>> Begin READING PASSAGE

Wow guys! Thank you for your help I really do appreciate it. I am amazed how nice everyone is! I'll let you know what happens!


----------



## spirit wings (Mar 29, 2008)

sunshine59 said:


> Hello,
> I have a lot of experience taking care of birds. This summer I volunteered at a wild bird rehabilitation center. I grew to love pigions and I think it would be so cool to have one as a pet. I would give him/her a very loving home!
> please contact me by email: [email protected]
> 
> ...


also you may want to look over the adoption thread here, there has been special needs pigeons that need homes from time to time, but you may have to be more open minded about shipping as I have seen it get pigeons to caring people that gave them a wonderful life...one I remember was 24 pigeons i think, and they had to be shipped and made the trip just fine


----------



## Charis (Feb 11, 2007)

I did give your email to someone in Colorado that has a baby. I hope you hear form her. I think you are about 3 hours apart.
I do understand how you feel about mailing birds. I have serious reservations about it as well. Many birds are mailed without apparent harm. We have also heard of birds this year that didn't survive their journey and others that were lost and some perished.There definitely are risks. Once they are with the postal service, they are out of our control.


----------



## spirit wings (Mar 29, 2008)

Oh I remember now it was the WI 24 that were resued by Robin and shipped, very nice ending for those pidjies, and shipping made it possible.


----------



## Charis (Feb 11, 2007)

spirit wings said:


> Oh I remember now it was the WI 24 that were resued by Robin and shipped, very nice ending for those pidjies, and shipping made it possible.


That's right. Those Pigeons were shipped within state.
There are many other happy endings. I just wanted to be honest that there are some unhappy ones too and that her worries are valid. If shipping worries her, she needs to adopt a bird that isn't shipped and I think we need to honor the way she feels.


----------



## spirit wings (Mar 29, 2008)

Charis said:


> That's right. Those Pigeons were shipped within state.
> There are many other happy endings. I just wanted to be honest that there are some unhappy ones too and that her worries are valid. If shipping worries her, she needs to adopt a bird that isn't shipped and I think we need to honor the way she feels.


Im not going to debate with you about shipping....my post was for sunshine, and thought I would add my recoverd memory of the ones saved, that is all I was doing, I resect others points of view....this was mine


----------



## Charis (Feb 11, 2007)

spirit wings said:


> Im not going to debate with you about shipping....my post was for sunshine, and thought I would add my recoverd memory of the ones saved, that is all I was doing, I resect others points of view....this was mine


I don't want to debate with you either...that was my view as well.


----------

>> End READING PASSAGE
>> Begin SUPPLIED MATERIAL

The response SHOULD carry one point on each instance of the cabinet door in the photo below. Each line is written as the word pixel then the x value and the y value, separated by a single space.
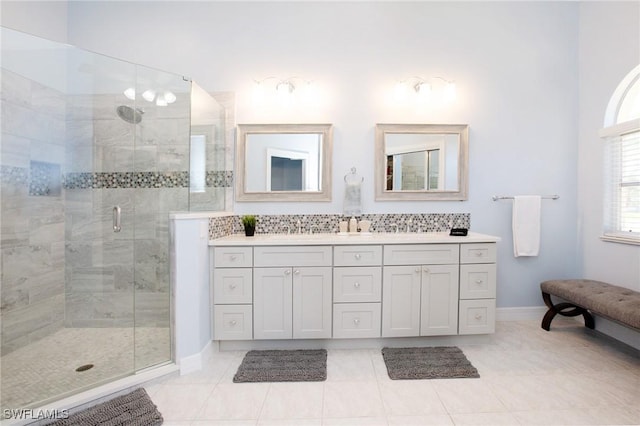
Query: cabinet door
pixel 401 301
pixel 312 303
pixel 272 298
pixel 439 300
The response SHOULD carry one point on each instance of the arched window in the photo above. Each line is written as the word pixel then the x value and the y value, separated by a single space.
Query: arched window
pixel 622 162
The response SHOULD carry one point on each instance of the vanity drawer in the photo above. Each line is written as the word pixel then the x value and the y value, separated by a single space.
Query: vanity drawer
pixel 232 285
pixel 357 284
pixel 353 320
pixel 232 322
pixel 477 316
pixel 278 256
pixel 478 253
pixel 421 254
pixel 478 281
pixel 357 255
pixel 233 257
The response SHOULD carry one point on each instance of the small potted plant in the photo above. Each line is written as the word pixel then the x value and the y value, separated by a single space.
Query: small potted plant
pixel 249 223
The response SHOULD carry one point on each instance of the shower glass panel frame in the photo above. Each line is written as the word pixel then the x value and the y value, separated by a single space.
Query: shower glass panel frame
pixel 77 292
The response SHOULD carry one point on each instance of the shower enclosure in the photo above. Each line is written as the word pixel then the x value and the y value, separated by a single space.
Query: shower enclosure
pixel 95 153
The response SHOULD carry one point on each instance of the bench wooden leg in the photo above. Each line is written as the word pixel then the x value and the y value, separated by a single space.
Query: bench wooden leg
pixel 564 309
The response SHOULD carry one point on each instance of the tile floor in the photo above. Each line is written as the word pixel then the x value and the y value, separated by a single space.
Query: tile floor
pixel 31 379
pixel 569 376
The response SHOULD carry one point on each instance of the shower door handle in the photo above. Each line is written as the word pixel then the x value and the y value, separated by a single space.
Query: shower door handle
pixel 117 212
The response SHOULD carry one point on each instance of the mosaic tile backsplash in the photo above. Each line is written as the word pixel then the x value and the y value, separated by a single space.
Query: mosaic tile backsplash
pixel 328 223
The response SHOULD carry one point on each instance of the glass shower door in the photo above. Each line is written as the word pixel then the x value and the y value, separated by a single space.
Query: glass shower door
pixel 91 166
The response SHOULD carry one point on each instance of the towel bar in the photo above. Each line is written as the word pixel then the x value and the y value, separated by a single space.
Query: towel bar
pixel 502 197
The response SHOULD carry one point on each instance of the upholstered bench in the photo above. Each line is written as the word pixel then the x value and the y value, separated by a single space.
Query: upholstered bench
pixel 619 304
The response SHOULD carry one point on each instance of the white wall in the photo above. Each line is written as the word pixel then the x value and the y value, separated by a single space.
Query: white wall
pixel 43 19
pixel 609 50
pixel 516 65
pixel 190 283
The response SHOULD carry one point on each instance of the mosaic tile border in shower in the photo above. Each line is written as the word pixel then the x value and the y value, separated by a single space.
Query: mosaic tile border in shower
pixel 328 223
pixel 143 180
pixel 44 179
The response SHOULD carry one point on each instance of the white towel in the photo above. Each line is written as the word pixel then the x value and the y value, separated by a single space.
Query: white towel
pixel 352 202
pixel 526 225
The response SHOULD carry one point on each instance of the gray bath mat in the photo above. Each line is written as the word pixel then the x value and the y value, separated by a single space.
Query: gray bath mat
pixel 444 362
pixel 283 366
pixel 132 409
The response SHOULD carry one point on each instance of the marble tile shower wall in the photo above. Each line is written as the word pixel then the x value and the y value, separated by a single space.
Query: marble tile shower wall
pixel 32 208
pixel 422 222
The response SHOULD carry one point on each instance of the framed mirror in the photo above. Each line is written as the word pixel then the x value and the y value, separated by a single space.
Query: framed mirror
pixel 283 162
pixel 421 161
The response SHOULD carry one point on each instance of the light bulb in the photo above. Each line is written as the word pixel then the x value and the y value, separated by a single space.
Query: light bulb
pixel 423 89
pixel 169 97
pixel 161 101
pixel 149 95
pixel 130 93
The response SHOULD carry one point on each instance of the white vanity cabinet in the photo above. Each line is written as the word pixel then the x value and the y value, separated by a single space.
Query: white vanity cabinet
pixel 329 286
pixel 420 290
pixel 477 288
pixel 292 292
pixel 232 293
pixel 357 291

>> End SUPPLIED MATERIAL
>> Begin SUPPLIED MATERIAL

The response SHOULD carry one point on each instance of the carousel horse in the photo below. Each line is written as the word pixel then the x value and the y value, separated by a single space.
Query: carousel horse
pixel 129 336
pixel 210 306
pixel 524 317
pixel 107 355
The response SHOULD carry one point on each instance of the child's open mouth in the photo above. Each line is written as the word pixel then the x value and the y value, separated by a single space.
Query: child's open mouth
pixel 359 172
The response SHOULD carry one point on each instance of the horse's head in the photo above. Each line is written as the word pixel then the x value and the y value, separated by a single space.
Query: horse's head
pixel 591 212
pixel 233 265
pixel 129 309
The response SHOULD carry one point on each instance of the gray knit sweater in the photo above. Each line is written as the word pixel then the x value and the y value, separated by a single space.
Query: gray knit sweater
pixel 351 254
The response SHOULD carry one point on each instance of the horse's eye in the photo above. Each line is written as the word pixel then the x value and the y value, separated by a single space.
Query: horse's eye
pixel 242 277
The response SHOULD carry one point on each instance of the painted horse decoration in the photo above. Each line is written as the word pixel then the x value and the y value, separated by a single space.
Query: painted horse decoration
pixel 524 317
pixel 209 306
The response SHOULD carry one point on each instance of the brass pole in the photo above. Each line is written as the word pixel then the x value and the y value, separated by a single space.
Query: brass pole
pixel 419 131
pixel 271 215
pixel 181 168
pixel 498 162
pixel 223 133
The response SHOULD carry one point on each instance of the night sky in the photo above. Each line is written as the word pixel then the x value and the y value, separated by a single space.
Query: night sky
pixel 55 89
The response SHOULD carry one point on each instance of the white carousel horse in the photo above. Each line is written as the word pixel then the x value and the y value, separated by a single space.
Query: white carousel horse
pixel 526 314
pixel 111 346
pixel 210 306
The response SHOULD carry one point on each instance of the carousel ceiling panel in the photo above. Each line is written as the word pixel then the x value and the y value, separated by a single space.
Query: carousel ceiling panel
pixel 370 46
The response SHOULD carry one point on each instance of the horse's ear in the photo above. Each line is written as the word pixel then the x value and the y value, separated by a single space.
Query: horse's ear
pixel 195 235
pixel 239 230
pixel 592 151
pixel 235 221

>> End SUPPLIED MATERIAL

__REQUIRED TASK 1__.
Which usernames in the pigeon thread come right before the words "said:"?
__REQUIRED TASK 2__.
Can you print the text of the pigeon thread between "Wow guys! Thank" and "very loving home!", inclusive?
The items have nothing to do with the pigeon thread.

__TASK RESULT 1__.
sunshine59, spirit wings, Charis

__TASK RESULT 2__.
Wow guys! Thank you for your help I really do appreciate it. I am amazed how nice everyone is! I'll let you know what happens!


----------



## spirit wings (Mar 29, 2008)

sunshine59 said:


> Hello,
> I have a lot of experience taking care of birds. This summer I volunteered at a wild bird rehabilitation center. I grew to love pigions and I think it would be so cool to have one as a pet. I would give him/her a very loving home!